[Start of Attachment]

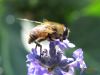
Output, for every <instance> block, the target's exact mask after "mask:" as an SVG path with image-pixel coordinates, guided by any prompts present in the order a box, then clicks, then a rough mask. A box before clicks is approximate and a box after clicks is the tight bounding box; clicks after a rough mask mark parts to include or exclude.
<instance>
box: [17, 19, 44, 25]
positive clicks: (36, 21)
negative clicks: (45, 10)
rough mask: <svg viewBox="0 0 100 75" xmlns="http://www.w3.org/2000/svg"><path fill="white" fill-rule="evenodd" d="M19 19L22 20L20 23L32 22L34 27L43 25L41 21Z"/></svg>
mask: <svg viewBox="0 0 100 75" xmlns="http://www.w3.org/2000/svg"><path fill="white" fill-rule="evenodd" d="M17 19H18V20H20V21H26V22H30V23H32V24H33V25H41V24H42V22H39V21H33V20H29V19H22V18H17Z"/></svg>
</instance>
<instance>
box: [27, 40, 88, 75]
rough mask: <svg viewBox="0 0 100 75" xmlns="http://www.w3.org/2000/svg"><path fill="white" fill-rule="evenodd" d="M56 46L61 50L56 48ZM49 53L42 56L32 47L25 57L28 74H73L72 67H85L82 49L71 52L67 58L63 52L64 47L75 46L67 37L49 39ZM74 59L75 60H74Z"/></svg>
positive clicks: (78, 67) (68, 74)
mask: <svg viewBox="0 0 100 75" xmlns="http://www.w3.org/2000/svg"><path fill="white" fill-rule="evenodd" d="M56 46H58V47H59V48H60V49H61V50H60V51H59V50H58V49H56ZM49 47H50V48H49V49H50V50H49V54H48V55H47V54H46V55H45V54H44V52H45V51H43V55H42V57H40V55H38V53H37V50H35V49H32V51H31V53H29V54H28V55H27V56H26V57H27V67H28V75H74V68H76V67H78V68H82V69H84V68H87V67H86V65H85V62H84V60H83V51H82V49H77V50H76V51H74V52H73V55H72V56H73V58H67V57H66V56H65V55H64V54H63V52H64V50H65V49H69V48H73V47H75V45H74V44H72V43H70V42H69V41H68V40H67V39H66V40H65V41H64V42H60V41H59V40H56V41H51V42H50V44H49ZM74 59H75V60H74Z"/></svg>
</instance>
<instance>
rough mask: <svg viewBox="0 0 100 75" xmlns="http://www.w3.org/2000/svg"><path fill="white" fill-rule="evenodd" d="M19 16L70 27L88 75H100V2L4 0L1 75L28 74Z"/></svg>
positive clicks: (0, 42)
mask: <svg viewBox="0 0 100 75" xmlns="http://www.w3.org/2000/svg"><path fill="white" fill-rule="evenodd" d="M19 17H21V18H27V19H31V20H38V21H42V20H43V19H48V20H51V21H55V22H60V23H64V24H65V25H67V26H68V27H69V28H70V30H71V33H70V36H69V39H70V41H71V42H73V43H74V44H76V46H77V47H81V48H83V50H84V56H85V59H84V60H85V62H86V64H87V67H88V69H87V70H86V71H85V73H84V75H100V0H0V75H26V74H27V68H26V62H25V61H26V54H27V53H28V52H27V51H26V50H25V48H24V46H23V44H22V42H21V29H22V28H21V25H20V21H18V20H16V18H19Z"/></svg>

[End of Attachment]
[Start of Attachment]

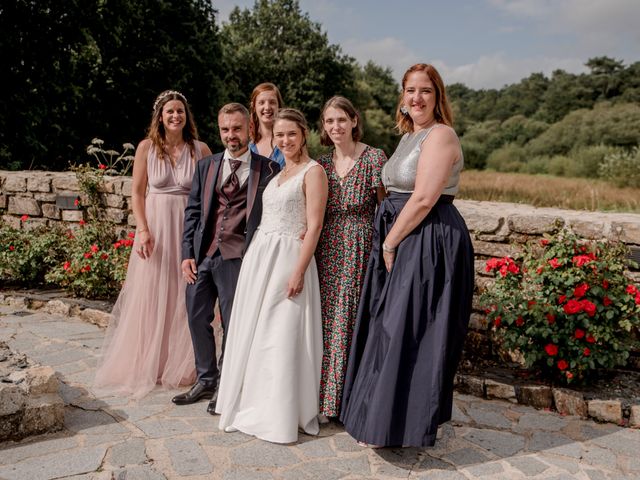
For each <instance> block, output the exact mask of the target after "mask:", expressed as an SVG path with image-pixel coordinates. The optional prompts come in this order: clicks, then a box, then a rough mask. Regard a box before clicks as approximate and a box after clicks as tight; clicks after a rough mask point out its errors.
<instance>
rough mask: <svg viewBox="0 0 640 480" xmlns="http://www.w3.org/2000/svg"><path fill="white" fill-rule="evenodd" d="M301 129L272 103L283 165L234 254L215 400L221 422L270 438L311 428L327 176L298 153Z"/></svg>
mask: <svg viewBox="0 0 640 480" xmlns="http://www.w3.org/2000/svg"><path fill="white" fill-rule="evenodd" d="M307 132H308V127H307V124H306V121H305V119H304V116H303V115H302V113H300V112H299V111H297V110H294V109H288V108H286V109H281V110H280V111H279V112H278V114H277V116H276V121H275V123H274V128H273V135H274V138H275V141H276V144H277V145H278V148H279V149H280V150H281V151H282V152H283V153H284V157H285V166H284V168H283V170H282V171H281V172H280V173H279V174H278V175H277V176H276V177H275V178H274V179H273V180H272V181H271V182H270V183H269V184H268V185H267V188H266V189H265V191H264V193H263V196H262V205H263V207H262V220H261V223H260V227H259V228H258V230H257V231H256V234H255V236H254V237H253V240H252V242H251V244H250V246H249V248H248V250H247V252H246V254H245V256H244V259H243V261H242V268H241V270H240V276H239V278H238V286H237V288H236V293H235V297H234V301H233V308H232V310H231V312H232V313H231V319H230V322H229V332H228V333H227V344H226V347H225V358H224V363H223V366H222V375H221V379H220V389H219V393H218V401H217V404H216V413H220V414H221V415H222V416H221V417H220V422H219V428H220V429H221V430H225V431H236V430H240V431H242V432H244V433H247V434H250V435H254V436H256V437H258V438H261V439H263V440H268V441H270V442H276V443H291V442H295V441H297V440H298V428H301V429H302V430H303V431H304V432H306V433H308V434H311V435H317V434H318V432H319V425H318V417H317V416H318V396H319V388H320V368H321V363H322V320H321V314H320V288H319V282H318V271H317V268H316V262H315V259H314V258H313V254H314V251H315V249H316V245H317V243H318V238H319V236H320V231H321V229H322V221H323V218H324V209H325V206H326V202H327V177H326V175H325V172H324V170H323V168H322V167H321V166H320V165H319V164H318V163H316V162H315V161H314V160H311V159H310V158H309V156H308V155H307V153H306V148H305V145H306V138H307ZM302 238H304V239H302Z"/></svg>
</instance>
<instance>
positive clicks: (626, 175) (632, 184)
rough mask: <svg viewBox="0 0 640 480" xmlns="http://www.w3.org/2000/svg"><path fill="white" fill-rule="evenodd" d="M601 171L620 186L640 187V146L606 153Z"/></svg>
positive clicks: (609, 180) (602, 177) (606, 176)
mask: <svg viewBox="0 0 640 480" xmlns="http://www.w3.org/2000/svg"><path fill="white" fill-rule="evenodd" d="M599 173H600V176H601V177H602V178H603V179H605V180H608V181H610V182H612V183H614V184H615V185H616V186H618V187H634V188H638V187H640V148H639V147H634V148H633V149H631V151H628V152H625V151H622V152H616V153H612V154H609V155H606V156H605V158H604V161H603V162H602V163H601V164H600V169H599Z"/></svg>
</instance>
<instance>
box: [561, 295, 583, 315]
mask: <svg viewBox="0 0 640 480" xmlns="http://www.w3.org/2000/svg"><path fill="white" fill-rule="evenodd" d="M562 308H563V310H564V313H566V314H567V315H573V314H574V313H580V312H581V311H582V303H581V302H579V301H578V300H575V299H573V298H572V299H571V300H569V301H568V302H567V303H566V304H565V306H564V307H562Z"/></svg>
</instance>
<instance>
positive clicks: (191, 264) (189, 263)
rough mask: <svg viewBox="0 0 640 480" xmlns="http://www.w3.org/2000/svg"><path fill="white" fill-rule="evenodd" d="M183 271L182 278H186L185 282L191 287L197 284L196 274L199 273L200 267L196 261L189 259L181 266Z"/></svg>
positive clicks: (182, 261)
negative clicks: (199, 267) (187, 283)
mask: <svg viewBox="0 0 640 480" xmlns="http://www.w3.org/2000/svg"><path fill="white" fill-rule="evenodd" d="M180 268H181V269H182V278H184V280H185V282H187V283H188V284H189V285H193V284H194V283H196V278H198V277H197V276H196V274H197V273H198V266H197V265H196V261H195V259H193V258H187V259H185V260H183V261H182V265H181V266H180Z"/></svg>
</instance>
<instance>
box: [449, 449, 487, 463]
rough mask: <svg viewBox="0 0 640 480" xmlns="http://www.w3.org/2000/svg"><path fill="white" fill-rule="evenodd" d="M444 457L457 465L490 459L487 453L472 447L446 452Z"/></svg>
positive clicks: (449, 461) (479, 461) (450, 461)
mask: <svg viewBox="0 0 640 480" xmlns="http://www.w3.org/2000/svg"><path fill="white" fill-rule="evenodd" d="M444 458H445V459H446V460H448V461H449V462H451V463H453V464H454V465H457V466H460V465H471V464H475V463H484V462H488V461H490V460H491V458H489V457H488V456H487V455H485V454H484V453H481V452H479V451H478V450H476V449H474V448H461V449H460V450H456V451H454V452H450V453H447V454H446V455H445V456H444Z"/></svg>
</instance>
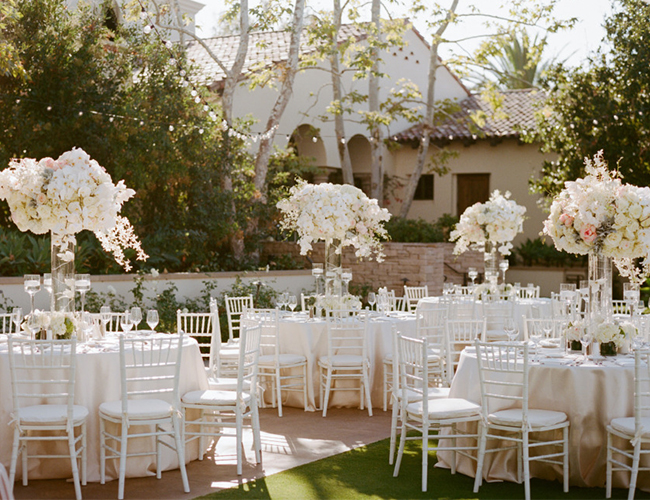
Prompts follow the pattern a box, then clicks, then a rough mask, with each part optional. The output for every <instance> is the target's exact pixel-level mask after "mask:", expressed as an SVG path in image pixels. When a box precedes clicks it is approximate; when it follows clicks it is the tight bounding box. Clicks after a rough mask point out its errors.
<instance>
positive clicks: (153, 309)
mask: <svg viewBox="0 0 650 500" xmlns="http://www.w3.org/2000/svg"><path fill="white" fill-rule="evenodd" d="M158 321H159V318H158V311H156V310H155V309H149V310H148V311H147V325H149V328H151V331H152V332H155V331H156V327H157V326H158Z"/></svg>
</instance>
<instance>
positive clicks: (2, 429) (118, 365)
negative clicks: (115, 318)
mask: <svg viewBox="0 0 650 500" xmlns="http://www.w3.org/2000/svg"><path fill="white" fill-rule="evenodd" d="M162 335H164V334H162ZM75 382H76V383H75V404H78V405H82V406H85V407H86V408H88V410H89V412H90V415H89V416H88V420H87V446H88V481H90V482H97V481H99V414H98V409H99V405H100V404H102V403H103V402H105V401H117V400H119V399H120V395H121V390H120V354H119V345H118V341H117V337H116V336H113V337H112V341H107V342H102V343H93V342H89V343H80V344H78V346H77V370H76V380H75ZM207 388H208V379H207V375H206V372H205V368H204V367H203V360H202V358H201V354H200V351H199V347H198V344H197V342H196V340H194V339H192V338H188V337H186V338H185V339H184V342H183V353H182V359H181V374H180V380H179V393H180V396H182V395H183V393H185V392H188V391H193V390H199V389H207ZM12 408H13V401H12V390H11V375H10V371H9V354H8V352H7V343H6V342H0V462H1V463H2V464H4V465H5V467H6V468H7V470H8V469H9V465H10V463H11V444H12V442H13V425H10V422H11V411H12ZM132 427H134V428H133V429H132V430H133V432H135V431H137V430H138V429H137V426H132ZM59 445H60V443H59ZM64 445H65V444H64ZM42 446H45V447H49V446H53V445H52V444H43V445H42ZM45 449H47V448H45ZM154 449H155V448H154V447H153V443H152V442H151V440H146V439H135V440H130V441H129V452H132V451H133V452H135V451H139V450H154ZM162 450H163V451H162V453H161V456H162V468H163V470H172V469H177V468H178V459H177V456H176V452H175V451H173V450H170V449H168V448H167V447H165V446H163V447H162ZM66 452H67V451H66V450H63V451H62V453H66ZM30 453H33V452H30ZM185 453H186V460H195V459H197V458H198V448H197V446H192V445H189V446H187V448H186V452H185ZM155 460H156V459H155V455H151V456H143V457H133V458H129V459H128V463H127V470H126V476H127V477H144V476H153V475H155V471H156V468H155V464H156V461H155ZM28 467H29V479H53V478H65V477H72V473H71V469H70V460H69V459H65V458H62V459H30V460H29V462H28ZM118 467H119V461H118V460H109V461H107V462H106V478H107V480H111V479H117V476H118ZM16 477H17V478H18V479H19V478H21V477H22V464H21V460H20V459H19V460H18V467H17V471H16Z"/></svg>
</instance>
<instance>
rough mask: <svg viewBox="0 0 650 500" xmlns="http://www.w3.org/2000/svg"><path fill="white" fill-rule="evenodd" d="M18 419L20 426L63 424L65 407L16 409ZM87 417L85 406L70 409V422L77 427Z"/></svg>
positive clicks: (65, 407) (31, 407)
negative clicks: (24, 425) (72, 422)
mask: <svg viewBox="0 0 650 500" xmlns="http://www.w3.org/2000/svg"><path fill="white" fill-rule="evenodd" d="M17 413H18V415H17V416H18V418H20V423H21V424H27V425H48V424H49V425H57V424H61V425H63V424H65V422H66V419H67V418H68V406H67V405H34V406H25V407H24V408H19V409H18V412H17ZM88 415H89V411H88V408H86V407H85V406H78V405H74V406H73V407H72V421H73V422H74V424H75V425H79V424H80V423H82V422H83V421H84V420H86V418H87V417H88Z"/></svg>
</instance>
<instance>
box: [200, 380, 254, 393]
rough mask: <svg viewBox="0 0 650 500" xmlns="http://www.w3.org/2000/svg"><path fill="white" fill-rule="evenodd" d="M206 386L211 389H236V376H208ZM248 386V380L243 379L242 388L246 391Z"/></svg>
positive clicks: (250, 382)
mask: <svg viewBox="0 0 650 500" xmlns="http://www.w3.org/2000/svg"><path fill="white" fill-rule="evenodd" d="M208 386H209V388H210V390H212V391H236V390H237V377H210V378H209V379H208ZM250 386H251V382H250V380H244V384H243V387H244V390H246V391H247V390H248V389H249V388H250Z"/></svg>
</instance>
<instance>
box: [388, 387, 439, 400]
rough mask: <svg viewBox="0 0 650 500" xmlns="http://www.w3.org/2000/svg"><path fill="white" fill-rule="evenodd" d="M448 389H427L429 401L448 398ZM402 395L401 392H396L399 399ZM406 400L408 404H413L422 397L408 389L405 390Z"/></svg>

[End of Attachment]
[Start of Attachment]

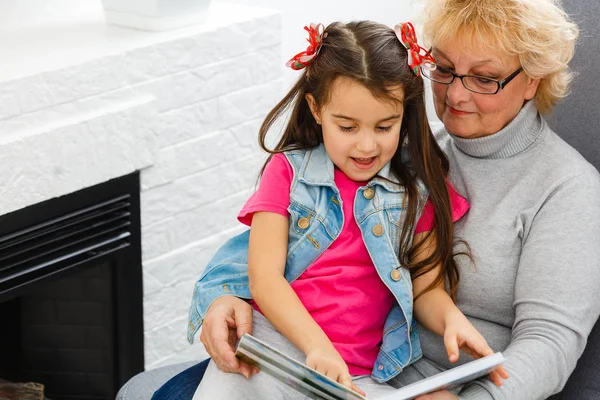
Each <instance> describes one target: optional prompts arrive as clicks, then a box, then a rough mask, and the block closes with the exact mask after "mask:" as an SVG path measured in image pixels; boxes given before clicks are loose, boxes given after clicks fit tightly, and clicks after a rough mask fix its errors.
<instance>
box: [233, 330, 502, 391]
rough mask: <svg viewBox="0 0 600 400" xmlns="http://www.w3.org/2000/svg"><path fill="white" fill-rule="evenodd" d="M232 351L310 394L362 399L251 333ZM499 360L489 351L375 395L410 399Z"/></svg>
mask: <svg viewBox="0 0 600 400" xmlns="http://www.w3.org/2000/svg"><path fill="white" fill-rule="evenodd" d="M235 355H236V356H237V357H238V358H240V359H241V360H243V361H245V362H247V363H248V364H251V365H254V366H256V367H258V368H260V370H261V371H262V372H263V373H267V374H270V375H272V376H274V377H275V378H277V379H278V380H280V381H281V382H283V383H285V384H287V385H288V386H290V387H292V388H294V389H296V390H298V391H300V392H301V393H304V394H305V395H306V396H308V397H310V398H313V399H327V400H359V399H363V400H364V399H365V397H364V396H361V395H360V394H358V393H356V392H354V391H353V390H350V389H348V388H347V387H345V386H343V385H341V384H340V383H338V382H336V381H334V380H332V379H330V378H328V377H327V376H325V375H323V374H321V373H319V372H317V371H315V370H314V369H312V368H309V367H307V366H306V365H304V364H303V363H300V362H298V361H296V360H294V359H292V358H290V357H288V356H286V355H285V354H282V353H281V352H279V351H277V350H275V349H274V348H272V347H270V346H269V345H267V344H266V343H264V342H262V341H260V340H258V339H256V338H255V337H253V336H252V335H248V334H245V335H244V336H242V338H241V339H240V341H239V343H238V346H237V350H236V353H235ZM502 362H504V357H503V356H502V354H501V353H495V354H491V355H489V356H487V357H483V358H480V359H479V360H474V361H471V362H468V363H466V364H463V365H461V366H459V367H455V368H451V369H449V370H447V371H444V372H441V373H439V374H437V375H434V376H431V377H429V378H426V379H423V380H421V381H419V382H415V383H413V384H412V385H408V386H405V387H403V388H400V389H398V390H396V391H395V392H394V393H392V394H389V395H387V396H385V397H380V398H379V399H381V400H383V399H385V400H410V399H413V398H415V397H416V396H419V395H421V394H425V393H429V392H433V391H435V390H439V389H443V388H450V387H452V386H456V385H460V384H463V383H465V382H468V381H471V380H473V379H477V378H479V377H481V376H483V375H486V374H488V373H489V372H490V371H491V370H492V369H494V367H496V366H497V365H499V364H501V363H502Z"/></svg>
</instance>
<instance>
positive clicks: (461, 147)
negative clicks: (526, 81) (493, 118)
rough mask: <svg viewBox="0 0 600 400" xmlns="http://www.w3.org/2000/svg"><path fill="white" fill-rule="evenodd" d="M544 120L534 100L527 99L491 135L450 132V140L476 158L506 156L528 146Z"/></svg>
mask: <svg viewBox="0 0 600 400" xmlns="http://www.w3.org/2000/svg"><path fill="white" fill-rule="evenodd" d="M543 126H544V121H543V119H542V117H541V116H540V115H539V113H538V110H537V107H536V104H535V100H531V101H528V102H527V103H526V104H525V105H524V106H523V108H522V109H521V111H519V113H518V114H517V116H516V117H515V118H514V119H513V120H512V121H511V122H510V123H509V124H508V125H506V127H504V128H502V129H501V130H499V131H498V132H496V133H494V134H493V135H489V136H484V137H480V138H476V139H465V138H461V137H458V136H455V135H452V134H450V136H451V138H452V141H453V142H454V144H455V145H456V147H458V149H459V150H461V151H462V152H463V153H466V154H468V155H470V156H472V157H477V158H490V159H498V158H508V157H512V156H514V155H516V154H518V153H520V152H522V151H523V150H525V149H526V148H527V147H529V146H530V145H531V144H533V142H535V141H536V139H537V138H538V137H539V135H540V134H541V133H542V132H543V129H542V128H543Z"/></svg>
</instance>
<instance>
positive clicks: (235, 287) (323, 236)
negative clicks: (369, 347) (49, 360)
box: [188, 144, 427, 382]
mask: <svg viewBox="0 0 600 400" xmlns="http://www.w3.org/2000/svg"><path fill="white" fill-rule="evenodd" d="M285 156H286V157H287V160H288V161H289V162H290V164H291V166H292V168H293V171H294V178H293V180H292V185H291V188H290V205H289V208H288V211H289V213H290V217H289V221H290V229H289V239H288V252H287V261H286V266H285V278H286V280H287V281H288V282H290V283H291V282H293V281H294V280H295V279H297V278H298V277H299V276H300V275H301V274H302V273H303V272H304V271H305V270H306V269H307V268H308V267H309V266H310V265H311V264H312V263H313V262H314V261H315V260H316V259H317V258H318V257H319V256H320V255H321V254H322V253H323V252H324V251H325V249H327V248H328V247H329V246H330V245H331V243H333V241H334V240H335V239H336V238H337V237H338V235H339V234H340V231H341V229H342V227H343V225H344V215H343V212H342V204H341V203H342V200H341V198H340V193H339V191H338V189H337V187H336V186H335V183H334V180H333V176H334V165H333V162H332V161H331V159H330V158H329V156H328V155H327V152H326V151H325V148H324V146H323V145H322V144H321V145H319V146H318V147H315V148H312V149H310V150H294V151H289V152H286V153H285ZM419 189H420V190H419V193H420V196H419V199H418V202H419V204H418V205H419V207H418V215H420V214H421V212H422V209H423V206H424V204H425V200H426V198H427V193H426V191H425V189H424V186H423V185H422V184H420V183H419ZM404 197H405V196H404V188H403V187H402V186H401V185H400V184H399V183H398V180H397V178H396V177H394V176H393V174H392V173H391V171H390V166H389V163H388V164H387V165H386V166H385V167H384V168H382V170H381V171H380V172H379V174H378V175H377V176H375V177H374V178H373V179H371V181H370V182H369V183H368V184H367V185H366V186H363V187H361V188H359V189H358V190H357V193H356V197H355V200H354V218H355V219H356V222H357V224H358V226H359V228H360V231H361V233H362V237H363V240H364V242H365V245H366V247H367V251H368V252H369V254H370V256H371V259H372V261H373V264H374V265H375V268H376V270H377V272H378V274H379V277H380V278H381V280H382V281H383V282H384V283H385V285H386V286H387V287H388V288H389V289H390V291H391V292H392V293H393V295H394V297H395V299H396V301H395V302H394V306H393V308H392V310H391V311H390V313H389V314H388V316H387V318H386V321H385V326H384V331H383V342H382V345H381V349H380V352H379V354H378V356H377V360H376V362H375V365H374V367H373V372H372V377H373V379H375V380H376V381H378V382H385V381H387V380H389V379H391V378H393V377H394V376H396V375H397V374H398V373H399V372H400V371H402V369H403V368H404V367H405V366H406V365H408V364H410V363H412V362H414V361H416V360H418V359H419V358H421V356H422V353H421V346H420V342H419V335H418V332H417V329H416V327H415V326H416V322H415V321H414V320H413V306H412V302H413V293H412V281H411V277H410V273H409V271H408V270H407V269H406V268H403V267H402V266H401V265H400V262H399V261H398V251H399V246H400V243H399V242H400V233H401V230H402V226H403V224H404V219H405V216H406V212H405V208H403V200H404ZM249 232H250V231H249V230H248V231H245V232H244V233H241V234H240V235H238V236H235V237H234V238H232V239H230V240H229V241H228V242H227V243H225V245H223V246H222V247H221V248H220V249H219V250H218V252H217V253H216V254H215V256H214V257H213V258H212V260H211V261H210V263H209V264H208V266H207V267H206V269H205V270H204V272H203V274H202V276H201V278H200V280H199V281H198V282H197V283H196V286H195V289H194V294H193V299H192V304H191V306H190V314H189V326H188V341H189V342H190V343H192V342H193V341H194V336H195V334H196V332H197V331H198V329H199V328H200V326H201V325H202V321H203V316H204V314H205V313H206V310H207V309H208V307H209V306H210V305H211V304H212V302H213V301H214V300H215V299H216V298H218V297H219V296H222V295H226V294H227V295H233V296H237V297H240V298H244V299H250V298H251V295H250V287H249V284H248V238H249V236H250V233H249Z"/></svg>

[End of Attachment]

- _Task description_: Go through the records above, find every line with the word "after", and list those lines.

- _Solution for this problem_:
Output, for every <instance> block, the target's exact mask after "mask:" as an SVG path with image-pixel coordinates, guided by any prompts present in the order a box, then clicks, then a rough mask. A box before clicks is approximate and a box after clicks is the tight bounding box; clicks after a rough mask mark parts to include or exclude.
For each <instance> block, output the exact mask of the target after "mask:", expressed as an SVG path with image-pixel coordinates. The optional prompts come in this order: clicks, then a box, then a rough mask. Regard a box before clicks as approximate and a box after clicks as tight; clicks after a rough mask point out its errors.
Prompts follow the pattern a box, then clicks, then a rough mask, with each part optional. The output for every <instance> is the target's exact pixel-level mask after "mask:", expressed as an SVG path in image pixels. When a box precedes clicks it is approximate; when it follows clicks it is the tight bounding box. Clicks after a rough mask point out its errors.
Each <instance> describes one target: optional prompts arrive as clicks, then a box, then a rough mask, and the block closes with the exact mask after "mask:" as an SVG path measured in image pixels; boxes given before clicks are loose, boxes given after clicks fit tightly, and clicks after a rough mask fix its errors.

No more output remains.